**WHAT YOU ARE ASKED TO DO:** Go through the material line by line and tally those containing the string "below". Only the tally is wanted.

**DATA FOR PROCESSING:**
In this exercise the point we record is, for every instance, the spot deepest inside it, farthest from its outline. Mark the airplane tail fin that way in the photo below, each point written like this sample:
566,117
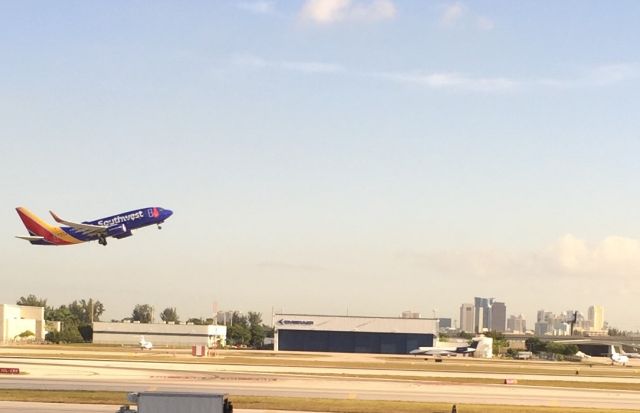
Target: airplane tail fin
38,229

---

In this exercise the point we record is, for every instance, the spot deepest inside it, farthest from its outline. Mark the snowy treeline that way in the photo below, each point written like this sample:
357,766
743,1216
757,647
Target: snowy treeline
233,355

**ANSWER AREA:** 2